─── Input ───

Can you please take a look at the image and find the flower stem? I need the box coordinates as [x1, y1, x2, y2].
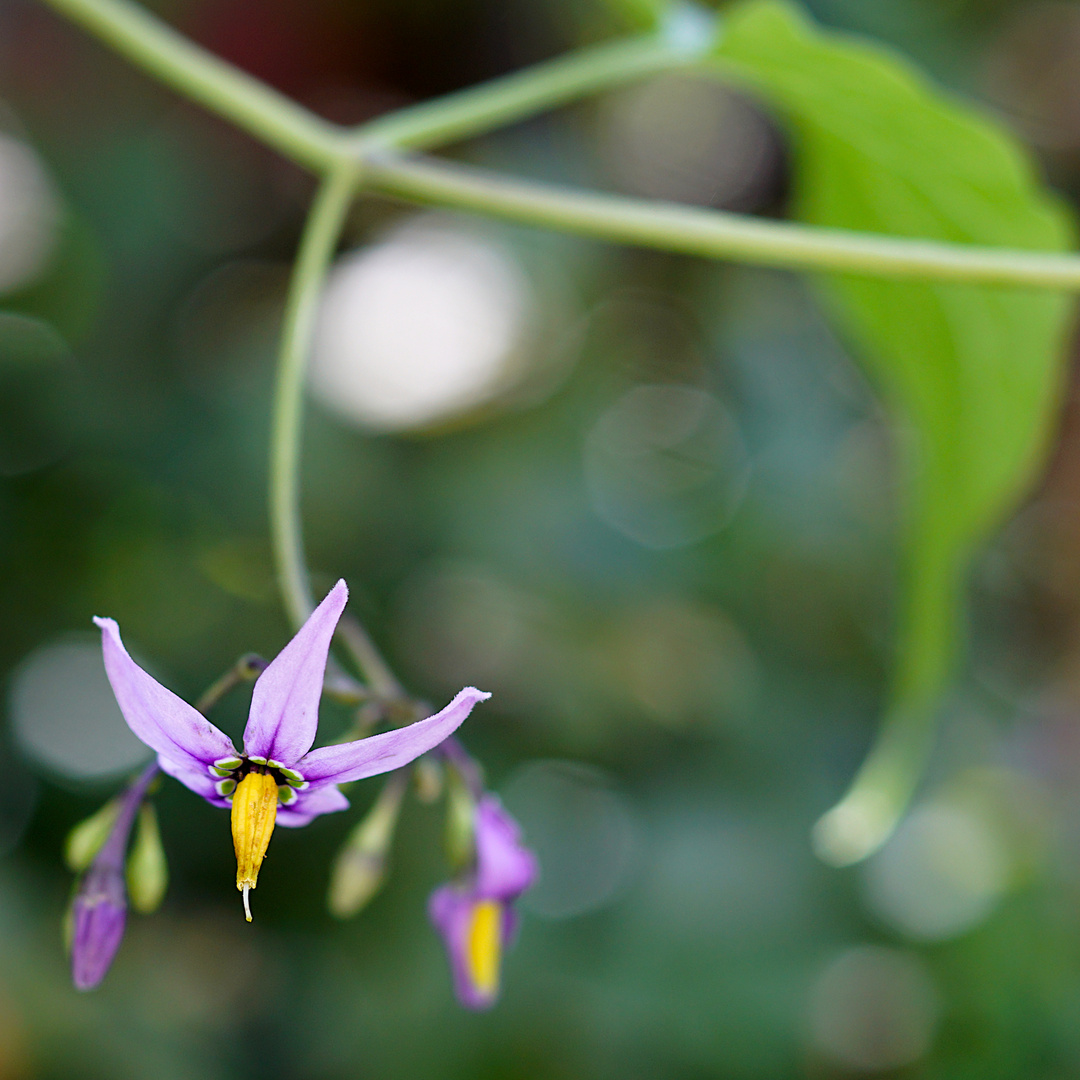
[32, 0, 1080, 292]
[337, 615, 405, 701]
[269, 164, 360, 630]
[351, 30, 708, 152]
[194, 654, 267, 714]
[98, 761, 161, 865]
[35, 0, 344, 171]
[365, 153, 1080, 290]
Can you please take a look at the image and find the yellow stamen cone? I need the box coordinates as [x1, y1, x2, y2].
[465, 900, 502, 1000]
[231, 770, 279, 922]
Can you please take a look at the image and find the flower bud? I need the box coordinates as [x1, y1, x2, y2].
[126, 802, 168, 914]
[413, 757, 444, 804]
[67, 762, 159, 990]
[328, 774, 406, 918]
[64, 798, 121, 873]
[71, 860, 127, 991]
[444, 770, 476, 873]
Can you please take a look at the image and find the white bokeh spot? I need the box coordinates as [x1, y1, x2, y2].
[311, 219, 531, 431]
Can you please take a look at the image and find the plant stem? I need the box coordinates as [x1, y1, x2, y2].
[36, 0, 344, 171]
[365, 153, 1080, 290]
[194, 654, 267, 714]
[33, 0, 1080, 292]
[269, 164, 360, 629]
[351, 32, 705, 152]
[812, 554, 960, 866]
[337, 616, 405, 701]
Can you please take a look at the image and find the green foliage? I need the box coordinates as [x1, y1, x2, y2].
[713, 0, 1076, 862]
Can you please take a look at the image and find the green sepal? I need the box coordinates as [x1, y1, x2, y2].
[126, 802, 168, 914]
[65, 797, 121, 873]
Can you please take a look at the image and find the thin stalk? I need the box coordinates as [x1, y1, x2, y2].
[36, 0, 344, 172]
[365, 153, 1080, 290]
[337, 616, 405, 701]
[269, 164, 360, 629]
[31, 0, 1080, 292]
[812, 553, 961, 866]
[194, 654, 266, 714]
[352, 33, 704, 152]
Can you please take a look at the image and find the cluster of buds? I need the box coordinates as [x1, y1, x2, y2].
[327, 738, 538, 1009]
[66, 762, 165, 989]
[64, 580, 537, 1006]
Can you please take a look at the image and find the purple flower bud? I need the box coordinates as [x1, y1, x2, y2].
[71, 862, 127, 991]
[69, 762, 158, 991]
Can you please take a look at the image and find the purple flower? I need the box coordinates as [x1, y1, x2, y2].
[94, 580, 489, 918]
[71, 762, 158, 990]
[429, 794, 538, 1009]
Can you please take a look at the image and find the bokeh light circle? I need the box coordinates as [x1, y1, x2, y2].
[584, 384, 749, 549]
[0, 133, 60, 293]
[311, 219, 531, 431]
[808, 946, 940, 1071]
[862, 799, 1010, 940]
[502, 760, 639, 919]
[10, 638, 152, 780]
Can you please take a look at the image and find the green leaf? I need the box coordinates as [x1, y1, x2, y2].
[713, 0, 1075, 863]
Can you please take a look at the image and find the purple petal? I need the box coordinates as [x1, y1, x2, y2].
[276, 784, 351, 827]
[71, 863, 127, 991]
[428, 884, 501, 1011]
[157, 755, 230, 808]
[94, 617, 237, 772]
[242, 581, 348, 765]
[298, 687, 490, 787]
[474, 795, 538, 901]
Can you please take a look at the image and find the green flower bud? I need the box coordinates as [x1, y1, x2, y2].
[64, 798, 121, 873]
[413, 757, 444, 804]
[126, 802, 168, 914]
[445, 769, 477, 873]
[328, 775, 407, 919]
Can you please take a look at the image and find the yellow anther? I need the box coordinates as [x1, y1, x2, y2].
[231, 770, 279, 922]
[465, 899, 502, 999]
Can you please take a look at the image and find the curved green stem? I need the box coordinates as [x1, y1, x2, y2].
[32, 0, 1080, 293]
[36, 0, 345, 171]
[351, 30, 708, 152]
[812, 550, 960, 866]
[365, 153, 1080, 290]
[269, 164, 360, 629]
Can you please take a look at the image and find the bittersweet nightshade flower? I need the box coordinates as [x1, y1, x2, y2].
[94, 580, 489, 919]
[70, 761, 158, 990]
[429, 793, 538, 1009]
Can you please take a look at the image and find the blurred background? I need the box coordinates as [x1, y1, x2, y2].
[3, 0, 1080, 1076]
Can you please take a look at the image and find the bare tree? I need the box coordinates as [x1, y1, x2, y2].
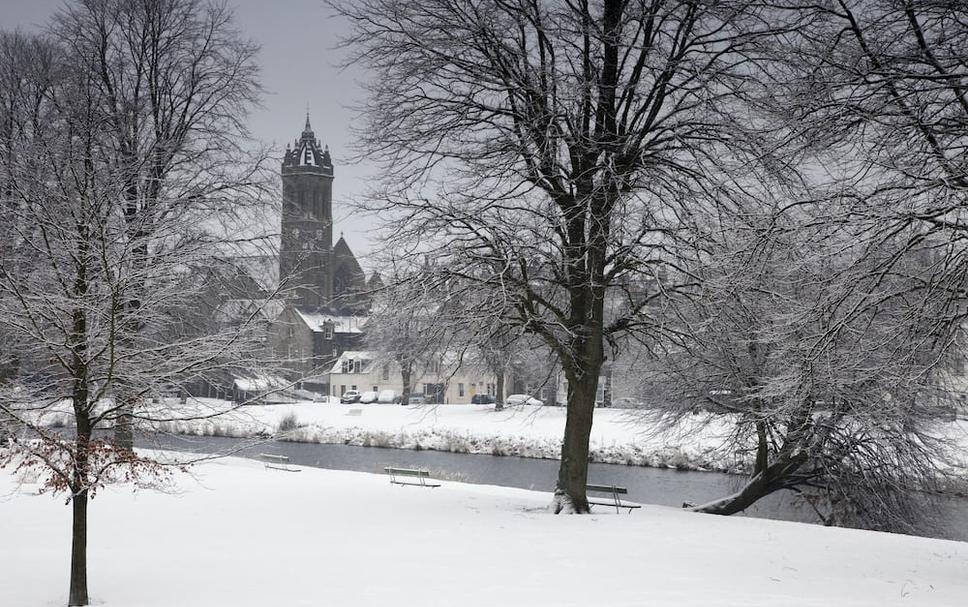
[639, 203, 963, 532]
[365, 271, 452, 405]
[0, 4, 273, 604]
[332, 0, 794, 513]
[50, 0, 266, 448]
[476, 328, 518, 409]
[775, 0, 968, 298]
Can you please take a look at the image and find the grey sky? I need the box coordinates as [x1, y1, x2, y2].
[4, 0, 380, 263]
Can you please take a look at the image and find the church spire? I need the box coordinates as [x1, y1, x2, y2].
[302, 111, 314, 140]
[284, 113, 332, 174]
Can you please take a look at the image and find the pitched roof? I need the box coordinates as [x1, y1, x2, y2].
[328, 350, 377, 374]
[367, 271, 385, 290]
[333, 234, 356, 258]
[292, 308, 366, 334]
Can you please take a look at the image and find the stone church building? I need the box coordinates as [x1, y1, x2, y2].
[272, 116, 380, 394]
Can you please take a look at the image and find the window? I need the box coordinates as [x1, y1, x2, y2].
[353, 359, 363, 374]
[341, 359, 350, 374]
[458, 383, 464, 398]
[323, 322, 333, 340]
[382, 365, 389, 381]
[372, 386, 378, 392]
[340, 385, 346, 395]
[351, 385, 357, 391]
[287, 326, 294, 338]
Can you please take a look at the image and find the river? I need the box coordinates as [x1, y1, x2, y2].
[140, 432, 968, 541]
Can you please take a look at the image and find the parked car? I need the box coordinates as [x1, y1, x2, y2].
[340, 390, 361, 404]
[471, 393, 496, 404]
[407, 393, 426, 405]
[377, 389, 397, 404]
[359, 391, 378, 404]
[505, 394, 543, 407]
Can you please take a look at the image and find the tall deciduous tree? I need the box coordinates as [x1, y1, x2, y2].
[51, 0, 265, 448]
[332, 0, 792, 512]
[0, 2, 272, 603]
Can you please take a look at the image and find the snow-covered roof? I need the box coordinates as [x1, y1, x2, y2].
[328, 350, 376, 374]
[233, 374, 288, 393]
[293, 309, 366, 334]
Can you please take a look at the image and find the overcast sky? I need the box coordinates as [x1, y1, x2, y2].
[5, 0, 380, 264]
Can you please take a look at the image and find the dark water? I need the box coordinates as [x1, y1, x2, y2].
[139, 432, 968, 541]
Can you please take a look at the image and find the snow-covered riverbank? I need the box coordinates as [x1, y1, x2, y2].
[3, 454, 966, 606]
[153, 400, 754, 472]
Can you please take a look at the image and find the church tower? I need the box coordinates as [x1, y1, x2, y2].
[280, 114, 333, 309]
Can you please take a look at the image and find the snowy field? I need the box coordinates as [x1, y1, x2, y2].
[151, 400, 756, 472]
[2, 455, 967, 607]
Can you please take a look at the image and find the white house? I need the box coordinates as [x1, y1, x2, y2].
[327, 350, 500, 404]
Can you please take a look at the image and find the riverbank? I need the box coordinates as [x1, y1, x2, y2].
[152, 400, 755, 472]
[3, 454, 966, 606]
[36, 398, 968, 477]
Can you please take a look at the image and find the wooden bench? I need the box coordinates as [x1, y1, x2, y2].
[259, 453, 300, 472]
[587, 484, 640, 513]
[385, 466, 440, 488]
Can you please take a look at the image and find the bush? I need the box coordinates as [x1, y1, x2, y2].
[277, 412, 299, 433]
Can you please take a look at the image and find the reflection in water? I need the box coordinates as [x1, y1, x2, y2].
[139, 433, 968, 541]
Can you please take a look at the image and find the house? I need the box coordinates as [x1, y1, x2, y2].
[272, 308, 366, 395]
[327, 350, 501, 404]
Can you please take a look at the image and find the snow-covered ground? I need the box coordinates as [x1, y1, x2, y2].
[2, 455, 966, 606]
[153, 400, 754, 472]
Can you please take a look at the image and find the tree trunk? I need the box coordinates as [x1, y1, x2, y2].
[689, 472, 773, 516]
[553, 365, 601, 513]
[495, 369, 505, 410]
[400, 362, 412, 405]
[114, 412, 134, 450]
[690, 453, 807, 516]
[68, 489, 89, 606]
[69, 220, 92, 606]
[69, 393, 91, 606]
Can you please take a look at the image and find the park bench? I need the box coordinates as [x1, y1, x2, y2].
[384, 466, 440, 488]
[587, 484, 641, 514]
[259, 453, 299, 472]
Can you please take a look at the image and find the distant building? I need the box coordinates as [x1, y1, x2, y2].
[278, 114, 369, 312]
[272, 115, 377, 393]
[273, 308, 366, 394]
[328, 350, 500, 404]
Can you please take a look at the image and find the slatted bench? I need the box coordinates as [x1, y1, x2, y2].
[259, 453, 300, 472]
[587, 484, 641, 513]
[385, 466, 440, 488]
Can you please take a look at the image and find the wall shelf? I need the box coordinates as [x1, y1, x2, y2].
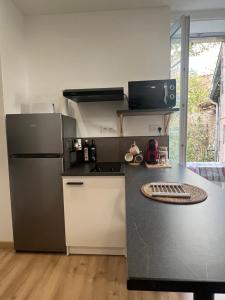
[117, 108, 179, 116]
[116, 108, 179, 136]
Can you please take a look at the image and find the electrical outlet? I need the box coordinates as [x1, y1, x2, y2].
[108, 127, 116, 133]
[100, 126, 116, 135]
[100, 126, 108, 134]
[149, 125, 158, 133]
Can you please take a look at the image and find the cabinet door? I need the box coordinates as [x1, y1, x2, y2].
[62, 176, 126, 249]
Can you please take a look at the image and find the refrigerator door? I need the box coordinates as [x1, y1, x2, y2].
[6, 113, 63, 155]
[9, 157, 66, 252]
[62, 115, 76, 139]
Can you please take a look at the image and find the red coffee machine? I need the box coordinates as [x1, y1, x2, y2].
[146, 139, 159, 164]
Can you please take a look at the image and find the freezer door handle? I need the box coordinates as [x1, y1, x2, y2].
[66, 182, 84, 186]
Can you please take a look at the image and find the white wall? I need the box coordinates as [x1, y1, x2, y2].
[0, 0, 28, 113]
[0, 60, 13, 242]
[0, 0, 28, 241]
[26, 8, 170, 137]
[0, 5, 170, 241]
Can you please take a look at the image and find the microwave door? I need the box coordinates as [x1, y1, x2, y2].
[164, 82, 168, 105]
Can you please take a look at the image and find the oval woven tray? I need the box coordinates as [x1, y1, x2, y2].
[141, 183, 208, 204]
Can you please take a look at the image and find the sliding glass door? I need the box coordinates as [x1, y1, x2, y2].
[170, 16, 190, 166]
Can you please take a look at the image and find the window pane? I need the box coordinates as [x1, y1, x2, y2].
[170, 28, 181, 161]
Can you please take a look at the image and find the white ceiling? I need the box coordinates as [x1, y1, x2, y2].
[12, 0, 225, 15]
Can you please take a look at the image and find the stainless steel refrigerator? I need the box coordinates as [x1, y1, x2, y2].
[6, 113, 76, 252]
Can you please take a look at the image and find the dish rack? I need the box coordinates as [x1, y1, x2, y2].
[150, 182, 191, 198]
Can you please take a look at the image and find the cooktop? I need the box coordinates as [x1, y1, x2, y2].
[90, 162, 121, 173]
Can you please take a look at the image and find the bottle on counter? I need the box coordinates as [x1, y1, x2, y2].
[90, 139, 97, 162]
[83, 139, 90, 162]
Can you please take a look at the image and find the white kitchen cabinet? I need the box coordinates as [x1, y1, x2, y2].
[62, 176, 126, 255]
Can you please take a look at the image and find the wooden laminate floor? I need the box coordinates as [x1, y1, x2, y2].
[0, 249, 224, 300]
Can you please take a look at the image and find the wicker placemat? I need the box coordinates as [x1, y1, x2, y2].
[141, 183, 208, 204]
[145, 162, 172, 169]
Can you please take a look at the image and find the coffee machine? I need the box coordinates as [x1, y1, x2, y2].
[146, 139, 159, 164]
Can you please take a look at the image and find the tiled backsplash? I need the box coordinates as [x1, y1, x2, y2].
[79, 136, 169, 162]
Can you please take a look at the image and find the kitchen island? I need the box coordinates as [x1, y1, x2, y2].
[125, 163, 225, 300]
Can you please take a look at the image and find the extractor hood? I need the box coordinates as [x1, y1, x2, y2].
[63, 87, 124, 103]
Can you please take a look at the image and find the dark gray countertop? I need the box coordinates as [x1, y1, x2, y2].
[125, 163, 225, 289]
[62, 163, 125, 176]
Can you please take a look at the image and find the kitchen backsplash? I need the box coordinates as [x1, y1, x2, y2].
[79, 136, 169, 162]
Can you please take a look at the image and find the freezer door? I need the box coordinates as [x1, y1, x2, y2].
[9, 157, 66, 252]
[62, 115, 76, 139]
[6, 113, 63, 155]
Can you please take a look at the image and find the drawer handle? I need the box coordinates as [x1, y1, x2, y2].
[66, 182, 84, 185]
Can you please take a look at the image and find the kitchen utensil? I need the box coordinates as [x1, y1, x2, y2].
[134, 153, 143, 164]
[125, 152, 134, 162]
[150, 182, 190, 198]
[129, 141, 140, 156]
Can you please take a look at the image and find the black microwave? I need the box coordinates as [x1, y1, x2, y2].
[128, 79, 176, 110]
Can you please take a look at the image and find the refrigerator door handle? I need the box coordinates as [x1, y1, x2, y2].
[66, 182, 84, 186]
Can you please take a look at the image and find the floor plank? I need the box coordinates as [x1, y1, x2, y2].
[0, 249, 224, 300]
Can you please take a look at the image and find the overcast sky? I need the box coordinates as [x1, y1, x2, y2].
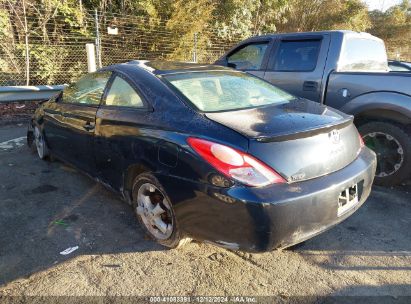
[363, 0, 403, 11]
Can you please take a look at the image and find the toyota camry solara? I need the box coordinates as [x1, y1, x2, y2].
[28, 61, 376, 252]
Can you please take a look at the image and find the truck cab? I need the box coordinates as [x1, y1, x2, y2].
[216, 31, 411, 186]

───

### About this exercise
Beginning at the line containing "refrigerator door handle?", restate every line through the end of the material above exactly; omit the pictures.

### Expected output
Can you please take a look at the image and find the refrigerator door handle? I need the box coordinates as [x1, y1, x2, y2].
[66, 182, 84, 186]
Can you please take a look at the image and find the floor plank? I need the box coordinates as [x1, y1, x2, y2].
[0, 249, 224, 300]
Can you please take a look at the image and find the overcast sky? I need the box coordinates as [x1, y1, x2, y2].
[363, 0, 403, 11]
Can you please take a look at the image and find the toyota camry solara? I need the box coordinates as [x1, y1, x2, y2].
[28, 61, 376, 252]
Can you please take a look at the image and find the truck cab? I need the box coordinates as [x1, y1, x2, y2].
[216, 31, 411, 186]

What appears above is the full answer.